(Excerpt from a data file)
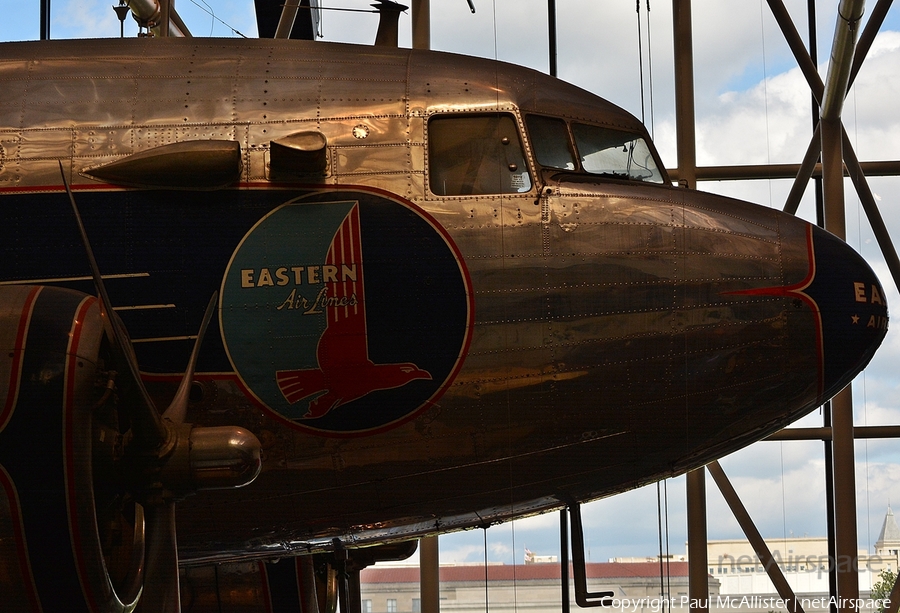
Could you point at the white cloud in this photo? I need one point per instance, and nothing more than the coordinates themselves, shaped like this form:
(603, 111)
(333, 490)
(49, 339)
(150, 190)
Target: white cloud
(740, 119)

WHAT THIS TASK INVOLVES: Write out all of the material above again, including every line of text but leaving out the pictures. Offset each answer coordinate by adding 22 to both of its numbers.

RIGHT ANSWER:
Could you point at the white cloud in this photo? I need one point per instance, and nothing more than the coordinates themselves, shaped like this form:
(603, 111)
(333, 490)
(49, 339)
(150, 190)
Target: white cloud
(762, 141)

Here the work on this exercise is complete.